### YOUR GOAL
Reproduce the stretch from the line containing "Security feed analysis: the operator needs to locate flamenco" through the end of the rows, requests included, and scale the bounding box coordinates in the answers by 1.75. Round each result to a whole number, with halves rounded up.

## START

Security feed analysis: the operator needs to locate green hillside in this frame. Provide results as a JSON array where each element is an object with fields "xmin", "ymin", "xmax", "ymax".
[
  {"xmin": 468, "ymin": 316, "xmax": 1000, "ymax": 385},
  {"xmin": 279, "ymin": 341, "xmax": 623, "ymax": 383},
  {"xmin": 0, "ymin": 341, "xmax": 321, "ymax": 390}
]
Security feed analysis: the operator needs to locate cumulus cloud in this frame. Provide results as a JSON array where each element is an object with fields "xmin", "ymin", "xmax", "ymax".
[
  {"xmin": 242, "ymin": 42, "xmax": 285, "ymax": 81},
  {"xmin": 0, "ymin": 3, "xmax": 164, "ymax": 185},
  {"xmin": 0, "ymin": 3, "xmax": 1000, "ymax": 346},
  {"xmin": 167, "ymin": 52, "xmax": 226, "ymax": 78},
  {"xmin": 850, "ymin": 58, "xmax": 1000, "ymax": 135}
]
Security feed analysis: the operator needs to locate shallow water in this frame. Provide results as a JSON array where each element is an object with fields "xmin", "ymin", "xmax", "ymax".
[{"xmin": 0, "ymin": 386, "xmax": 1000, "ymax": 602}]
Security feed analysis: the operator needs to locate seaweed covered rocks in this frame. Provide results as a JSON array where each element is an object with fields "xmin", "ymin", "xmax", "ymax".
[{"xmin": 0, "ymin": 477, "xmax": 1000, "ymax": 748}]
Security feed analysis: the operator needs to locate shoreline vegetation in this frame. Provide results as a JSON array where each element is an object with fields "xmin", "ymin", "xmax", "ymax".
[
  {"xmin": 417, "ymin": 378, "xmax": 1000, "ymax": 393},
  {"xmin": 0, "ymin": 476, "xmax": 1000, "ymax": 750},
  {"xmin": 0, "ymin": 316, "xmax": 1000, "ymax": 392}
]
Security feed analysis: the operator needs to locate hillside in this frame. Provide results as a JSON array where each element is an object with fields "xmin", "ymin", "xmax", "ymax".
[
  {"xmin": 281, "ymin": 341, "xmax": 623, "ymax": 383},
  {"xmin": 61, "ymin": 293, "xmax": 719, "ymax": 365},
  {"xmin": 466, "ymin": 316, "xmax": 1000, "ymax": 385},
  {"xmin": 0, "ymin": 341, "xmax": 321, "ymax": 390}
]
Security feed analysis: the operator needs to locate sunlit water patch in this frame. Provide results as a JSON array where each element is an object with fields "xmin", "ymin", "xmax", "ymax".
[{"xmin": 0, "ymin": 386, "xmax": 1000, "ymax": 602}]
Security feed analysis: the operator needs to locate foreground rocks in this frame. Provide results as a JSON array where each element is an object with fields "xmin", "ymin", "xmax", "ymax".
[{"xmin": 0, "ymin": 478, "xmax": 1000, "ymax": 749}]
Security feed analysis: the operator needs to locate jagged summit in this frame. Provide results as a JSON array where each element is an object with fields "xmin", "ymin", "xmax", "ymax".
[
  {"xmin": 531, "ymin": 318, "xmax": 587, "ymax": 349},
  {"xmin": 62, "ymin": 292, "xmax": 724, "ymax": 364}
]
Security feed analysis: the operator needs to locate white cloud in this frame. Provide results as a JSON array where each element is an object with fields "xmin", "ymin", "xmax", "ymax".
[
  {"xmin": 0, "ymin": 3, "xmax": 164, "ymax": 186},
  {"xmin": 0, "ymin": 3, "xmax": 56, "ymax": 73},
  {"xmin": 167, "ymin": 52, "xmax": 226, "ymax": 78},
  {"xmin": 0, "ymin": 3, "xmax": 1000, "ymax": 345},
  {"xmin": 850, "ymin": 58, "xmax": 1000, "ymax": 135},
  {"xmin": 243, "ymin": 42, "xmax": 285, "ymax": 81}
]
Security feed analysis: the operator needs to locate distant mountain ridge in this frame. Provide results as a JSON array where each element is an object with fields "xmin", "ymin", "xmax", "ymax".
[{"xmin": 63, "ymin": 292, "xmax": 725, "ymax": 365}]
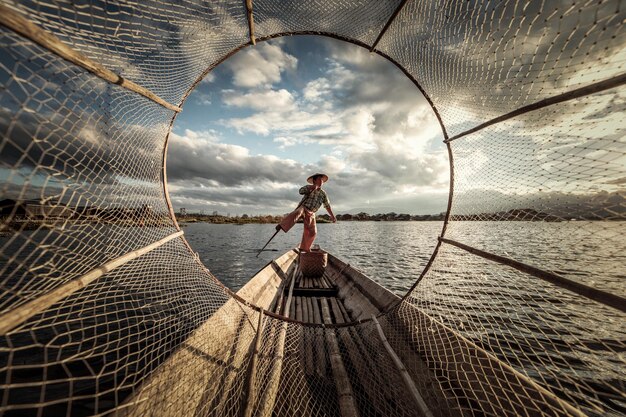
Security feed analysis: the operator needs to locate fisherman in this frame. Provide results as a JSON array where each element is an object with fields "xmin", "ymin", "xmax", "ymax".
[{"xmin": 276, "ymin": 173, "xmax": 337, "ymax": 252}]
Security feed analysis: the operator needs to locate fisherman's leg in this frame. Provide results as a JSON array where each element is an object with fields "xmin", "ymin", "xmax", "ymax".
[
  {"xmin": 300, "ymin": 210, "xmax": 317, "ymax": 252},
  {"xmin": 276, "ymin": 206, "xmax": 304, "ymax": 233}
]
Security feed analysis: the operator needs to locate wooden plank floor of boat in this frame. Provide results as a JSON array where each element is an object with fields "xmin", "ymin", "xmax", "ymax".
[{"xmin": 272, "ymin": 273, "xmax": 354, "ymax": 324}]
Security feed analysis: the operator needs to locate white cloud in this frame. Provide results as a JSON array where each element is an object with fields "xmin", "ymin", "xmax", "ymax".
[
  {"xmin": 224, "ymin": 42, "xmax": 298, "ymax": 88},
  {"xmin": 222, "ymin": 89, "xmax": 295, "ymax": 112}
]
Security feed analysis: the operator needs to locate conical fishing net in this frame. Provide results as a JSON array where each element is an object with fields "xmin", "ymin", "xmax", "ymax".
[{"xmin": 0, "ymin": 0, "xmax": 626, "ymax": 417}]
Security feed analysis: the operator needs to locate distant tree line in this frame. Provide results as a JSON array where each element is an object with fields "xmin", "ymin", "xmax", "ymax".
[{"xmin": 176, "ymin": 212, "xmax": 445, "ymax": 224}]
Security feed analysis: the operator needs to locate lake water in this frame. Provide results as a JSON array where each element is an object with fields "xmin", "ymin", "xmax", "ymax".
[
  {"xmin": 184, "ymin": 222, "xmax": 626, "ymax": 417},
  {"xmin": 179, "ymin": 221, "xmax": 626, "ymax": 295},
  {"xmin": 183, "ymin": 222, "xmax": 443, "ymax": 295}
]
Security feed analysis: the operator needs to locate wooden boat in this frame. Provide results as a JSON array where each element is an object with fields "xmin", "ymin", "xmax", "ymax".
[{"xmin": 120, "ymin": 250, "xmax": 582, "ymax": 417}]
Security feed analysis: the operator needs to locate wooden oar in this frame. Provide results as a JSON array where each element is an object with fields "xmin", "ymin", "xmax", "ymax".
[
  {"xmin": 256, "ymin": 194, "xmax": 307, "ymax": 258},
  {"xmin": 256, "ymin": 229, "xmax": 282, "ymax": 258}
]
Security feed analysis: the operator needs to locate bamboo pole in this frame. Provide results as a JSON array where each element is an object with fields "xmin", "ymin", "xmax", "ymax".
[
  {"xmin": 0, "ymin": 231, "xmax": 183, "ymax": 336},
  {"xmin": 322, "ymin": 303, "xmax": 359, "ymax": 417},
  {"xmin": 257, "ymin": 260, "xmax": 299, "ymax": 417},
  {"xmin": 243, "ymin": 309, "xmax": 264, "ymax": 417},
  {"xmin": 439, "ymin": 237, "xmax": 626, "ymax": 312},
  {"xmin": 0, "ymin": 4, "xmax": 182, "ymax": 112},
  {"xmin": 444, "ymin": 73, "xmax": 626, "ymax": 143},
  {"xmin": 370, "ymin": 0, "xmax": 408, "ymax": 52},
  {"xmin": 372, "ymin": 315, "xmax": 434, "ymax": 417},
  {"xmin": 246, "ymin": 0, "xmax": 256, "ymax": 45}
]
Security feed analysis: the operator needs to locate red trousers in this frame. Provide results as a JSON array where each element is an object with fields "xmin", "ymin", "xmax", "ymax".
[{"xmin": 280, "ymin": 206, "xmax": 317, "ymax": 252}]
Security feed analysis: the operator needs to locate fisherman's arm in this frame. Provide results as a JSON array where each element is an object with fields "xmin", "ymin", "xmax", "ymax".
[
  {"xmin": 324, "ymin": 196, "xmax": 337, "ymax": 223},
  {"xmin": 298, "ymin": 185, "xmax": 315, "ymax": 195}
]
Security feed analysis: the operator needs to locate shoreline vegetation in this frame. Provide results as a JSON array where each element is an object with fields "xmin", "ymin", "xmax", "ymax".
[
  {"xmin": 176, "ymin": 209, "xmax": 564, "ymax": 224},
  {"xmin": 0, "ymin": 207, "xmax": 623, "ymax": 235},
  {"xmin": 176, "ymin": 213, "xmax": 445, "ymax": 224}
]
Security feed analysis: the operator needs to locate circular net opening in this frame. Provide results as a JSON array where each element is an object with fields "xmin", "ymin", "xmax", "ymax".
[
  {"xmin": 0, "ymin": 0, "xmax": 626, "ymax": 416},
  {"xmin": 167, "ymin": 36, "xmax": 450, "ymax": 296}
]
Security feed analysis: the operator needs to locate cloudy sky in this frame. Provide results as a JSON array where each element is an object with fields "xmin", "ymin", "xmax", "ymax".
[{"xmin": 167, "ymin": 36, "xmax": 449, "ymax": 214}]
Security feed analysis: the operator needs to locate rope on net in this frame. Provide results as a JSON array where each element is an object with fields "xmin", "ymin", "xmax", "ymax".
[{"xmin": 0, "ymin": 0, "xmax": 626, "ymax": 416}]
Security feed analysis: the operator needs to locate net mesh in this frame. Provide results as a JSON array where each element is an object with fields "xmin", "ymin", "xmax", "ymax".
[{"xmin": 0, "ymin": 0, "xmax": 626, "ymax": 416}]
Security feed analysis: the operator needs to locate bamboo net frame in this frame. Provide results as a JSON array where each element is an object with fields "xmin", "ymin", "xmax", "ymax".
[{"xmin": 0, "ymin": 0, "xmax": 626, "ymax": 416}]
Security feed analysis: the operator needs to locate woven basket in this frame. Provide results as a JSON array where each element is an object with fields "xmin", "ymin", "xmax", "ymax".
[{"xmin": 300, "ymin": 250, "xmax": 328, "ymax": 278}]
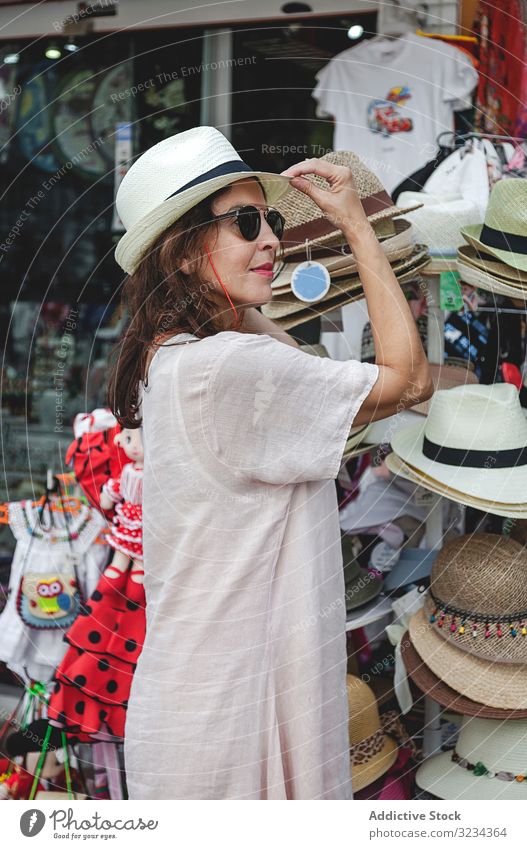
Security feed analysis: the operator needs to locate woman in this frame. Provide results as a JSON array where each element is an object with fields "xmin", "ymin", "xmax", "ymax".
[{"xmin": 110, "ymin": 127, "xmax": 431, "ymax": 799}]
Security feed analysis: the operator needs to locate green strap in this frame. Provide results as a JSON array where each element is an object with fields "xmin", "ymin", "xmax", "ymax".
[
  {"xmin": 29, "ymin": 723, "xmax": 51, "ymax": 802},
  {"xmin": 60, "ymin": 731, "xmax": 75, "ymax": 799}
]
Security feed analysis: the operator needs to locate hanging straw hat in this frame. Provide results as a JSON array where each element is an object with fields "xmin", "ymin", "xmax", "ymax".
[
  {"xmin": 275, "ymin": 150, "xmax": 421, "ymax": 255},
  {"xmin": 262, "ymin": 245, "xmax": 430, "ymax": 320},
  {"xmin": 385, "ymin": 452, "xmax": 527, "ymax": 519},
  {"xmin": 423, "ymin": 534, "xmax": 527, "ymax": 671},
  {"xmin": 115, "ymin": 127, "xmax": 290, "ymax": 274},
  {"xmin": 408, "ymin": 610, "xmax": 527, "ymax": 710},
  {"xmin": 456, "ymin": 248, "xmax": 527, "ymax": 301},
  {"xmin": 392, "ymin": 383, "xmax": 527, "ymax": 507},
  {"xmin": 400, "ymin": 631, "xmax": 527, "ymax": 720},
  {"xmin": 461, "ymin": 178, "xmax": 527, "ymax": 271},
  {"xmin": 346, "ymin": 675, "xmax": 398, "ymax": 791},
  {"xmin": 415, "ymin": 716, "xmax": 527, "ymax": 802}
]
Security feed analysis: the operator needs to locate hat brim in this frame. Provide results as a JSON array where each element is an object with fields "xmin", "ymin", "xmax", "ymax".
[
  {"xmin": 262, "ymin": 257, "xmax": 430, "ymax": 330},
  {"xmin": 385, "ymin": 453, "xmax": 527, "ymax": 519},
  {"xmin": 457, "ymin": 245, "xmax": 527, "ymax": 286},
  {"xmin": 408, "ymin": 610, "xmax": 527, "ymax": 710},
  {"xmin": 415, "ymin": 752, "xmax": 527, "ymax": 802},
  {"xmin": 460, "ymin": 224, "xmax": 527, "ymax": 271},
  {"xmin": 114, "ymin": 171, "xmax": 291, "ymax": 274},
  {"xmin": 351, "ymin": 736, "xmax": 399, "ymax": 792},
  {"xmin": 262, "ymin": 252, "xmax": 430, "ymax": 319},
  {"xmin": 392, "ymin": 420, "xmax": 527, "ymax": 508},
  {"xmin": 401, "ymin": 631, "xmax": 527, "ymax": 720},
  {"xmin": 456, "ymin": 258, "xmax": 527, "ymax": 300}
]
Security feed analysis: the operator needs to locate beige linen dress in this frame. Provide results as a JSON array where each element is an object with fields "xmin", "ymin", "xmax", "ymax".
[{"xmin": 124, "ymin": 331, "xmax": 378, "ymax": 799}]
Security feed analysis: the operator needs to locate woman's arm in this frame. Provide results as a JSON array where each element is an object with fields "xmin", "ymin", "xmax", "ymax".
[
  {"xmin": 240, "ymin": 307, "xmax": 300, "ymax": 348},
  {"xmin": 283, "ymin": 159, "xmax": 433, "ymax": 425}
]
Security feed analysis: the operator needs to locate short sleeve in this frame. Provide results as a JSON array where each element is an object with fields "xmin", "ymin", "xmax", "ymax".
[
  {"xmin": 443, "ymin": 47, "xmax": 478, "ymax": 105},
  {"xmin": 207, "ymin": 334, "xmax": 379, "ymax": 485}
]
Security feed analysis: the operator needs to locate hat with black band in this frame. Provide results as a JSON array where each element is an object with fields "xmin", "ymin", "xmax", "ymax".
[
  {"xmin": 392, "ymin": 383, "xmax": 527, "ymax": 505},
  {"xmin": 460, "ymin": 178, "xmax": 527, "ymax": 271}
]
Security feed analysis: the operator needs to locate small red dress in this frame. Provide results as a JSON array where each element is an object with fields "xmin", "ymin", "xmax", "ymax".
[
  {"xmin": 48, "ymin": 552, "xmax": 146, "ymax": 742},
  {"xmin": 102, "ymin": 463, "xmax": 143, "ymax": 560}
]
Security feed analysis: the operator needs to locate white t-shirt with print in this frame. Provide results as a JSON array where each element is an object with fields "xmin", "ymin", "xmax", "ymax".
[{"xmin": 313, "ymin": 33, "xmax": 478, "ymax": 192}]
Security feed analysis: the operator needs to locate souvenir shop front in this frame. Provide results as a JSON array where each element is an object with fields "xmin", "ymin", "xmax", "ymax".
[{"xmin": 0, "ymin": 0, "xmax": 527, "ymax": 800}]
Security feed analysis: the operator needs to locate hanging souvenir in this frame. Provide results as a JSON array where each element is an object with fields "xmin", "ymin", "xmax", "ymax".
[{"xmin": 291, "ymin": 239, "xmax": 331, "ymax": 304}]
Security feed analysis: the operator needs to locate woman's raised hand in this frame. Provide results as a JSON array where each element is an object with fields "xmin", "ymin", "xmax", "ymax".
[{"xmin": 282, "ymin": 159, "xmax": 368, "ymax": 230}]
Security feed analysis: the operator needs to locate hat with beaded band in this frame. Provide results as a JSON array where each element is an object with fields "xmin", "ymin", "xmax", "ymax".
[
  {"xmin": 415, "ymin": 716, "xmax": 527, "ymax": 802},
  {"xmin": 423, "ymin": 534, "xmax": 527, "ymax": 669},
  {"xmin": 115, "ymin": 127, "xmax": 290, "ymax": 274}
]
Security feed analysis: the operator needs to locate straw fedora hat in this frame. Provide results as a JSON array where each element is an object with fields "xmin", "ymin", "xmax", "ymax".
[
  {"xmin": 461, "ymin": 178, "xmax": 527, "ymax": 271},
  {"xmin": 385, "ymin": 452, "xmax": 527, "ymax": 519},
  {"xmin": 415, "ymin": 716, "xmax": 527, "ymax": 802},
  {"xmin": 400, "ymin": 631, "xmax": 527, "ymax": 720},
  {"xmin": 457, "ymin": 245, "xmax": 527, "ymax": 286},
  {"xmin": 392, "ymin": 383, "xmax": 527, "ymax": 506},
  {"xmin": 275, "ymin": 150, "xmax": 421, "ymax": 255},
  {"xmin": 262, "ymin": 245, "xmax": 430, "ymax": 319},
  {"xmin": 411, "ymin": 363, "xmax": 479, "ymax": 416},
  {"xmin": 397, "ymin": 192, "xmax": 481, "ymax": 256},
  {"xmin": 408, "ymin": 609, "xmax": 527, "ymax": 710},
  {"xmin": 456, "ymin": 256, "xmax": 527, "ymax": 301},
  {"xmin": 115, "ymin": 127, "xmax": 290, "ymax": 274},
  {"xmin": 268, "ymin": 257, "xmax": 430, "ymax": 330},
  {"xmin": 346, "ymin": 675, "xmax": 398, "ymax": 792},
  {"xmin": 423, "ymin": 534, "xmax": 527, "ymax": 670}
]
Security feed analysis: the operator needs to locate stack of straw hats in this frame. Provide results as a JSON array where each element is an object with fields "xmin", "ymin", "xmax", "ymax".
[
  {"xmin": 401, "ymin": 534, "xmax": 527, "ymax": 800},
  {"xmin": 386, "ymin": 383, "xmax": 527, "ymax": 519},
  {"xmin": 262, "ymin": 151, "xmax": 430, "ymax": 330},
  {"xmin": 457, "ymin": 179, "xmax": 527, "ymax": 301},
  {"xmin": 403, "ymin": 534, "xmax": 527, "ymax": 719},
  {"xmin": 346, "ymin": 675, "xmax": 398, "ymax": 792}
]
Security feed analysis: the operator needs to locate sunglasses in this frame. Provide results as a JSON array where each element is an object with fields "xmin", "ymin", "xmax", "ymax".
[{"xmin": 213, "ymin": 205, "xmax": 285, "ymax": 242}]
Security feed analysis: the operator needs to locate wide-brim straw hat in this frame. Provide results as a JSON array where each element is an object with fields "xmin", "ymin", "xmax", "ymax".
[
  {"xmin": 456, "ymin": 257, "xmax": 527, "ymax": 301},
  {"xmin": 423, "ymin": 534, "xmax": 527, "ymax": 670},
  {"xmin": 461, "ymin": 178, "xmax": 527, "ymax": 271},
  {"xmin": 346, "ymin": 675, "xmax": 398, "ymax": 792},
  {"xmin": 392, "ymin": 383, "xmax": 527, "ymax": 506},
  {"xmin": 411, "ymin": 363, "xmax": 479, "ymax": 416},
  {"xmin": 408, "ymin": 609, "xmax": 527, "ymax": 710},
  {"xmin": 415, "ymin": 716, "xmax": 527, "ymax": 802},
  {"xmin": 271, "ymin": 222, "xmax": 414, "ymax": 296},
  {"xmin": 262, "ymin": 245, "xmax": 430, "ymax": 320},
  {"xmin": 115, "ymin": 127, "xmax": 291, "ymax": 274},
  {"xmin": 275, "ymin": 150, "xmax": 421, "ymax": 255},
  {"xmin": 400, "ymin": 631, "xmax": 527, "ymax": 720},
  {"xmin": 385, "ymin": 452, "xmax": 527, "ymax": 519},
  {"xmin": 397, "ymin": 192, "xmax": 481, "ymax": 256}
]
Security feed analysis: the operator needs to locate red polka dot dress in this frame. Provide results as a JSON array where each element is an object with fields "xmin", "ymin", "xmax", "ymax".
[{"xmin": 48, "ymin": 569, "xmax": 145, "ymax": 742}]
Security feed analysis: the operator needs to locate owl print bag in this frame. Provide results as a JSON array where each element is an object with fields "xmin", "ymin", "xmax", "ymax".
[{"xmin": 17, "ymin": 496, "xmax": 81, "ymax": 630}]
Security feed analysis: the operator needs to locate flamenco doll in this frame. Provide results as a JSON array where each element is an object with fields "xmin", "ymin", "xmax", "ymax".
[{"xmin": 48, "ymin": 429, "xmax": 146, "ymax": 742}]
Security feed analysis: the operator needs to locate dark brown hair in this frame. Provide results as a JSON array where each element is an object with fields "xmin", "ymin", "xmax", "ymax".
[{"xmin": 108, "ymin": 186, "xmax": 245, "ymax": 428}]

## END

### WRITTEN ANSWER
Security feed analysis: the operator needs to locate flamenco doll in this frame. Provide results as a JSON array where each element is an object with fields "xmin", "ymin", "xmax", "ymax".
[{"xmin": 84, "ymin": 751, "xmax": 256, "ymax": 1299}]
Security feed analysis: the operator needs to locate dark brown hair in this frame. Provide results as a JSON array where each element is an object with fields "xmin", "ymin", "xmax", "ymax".
[{"xmin": 189, "ymin": 326, "xmax": 429, "ymax": 749}]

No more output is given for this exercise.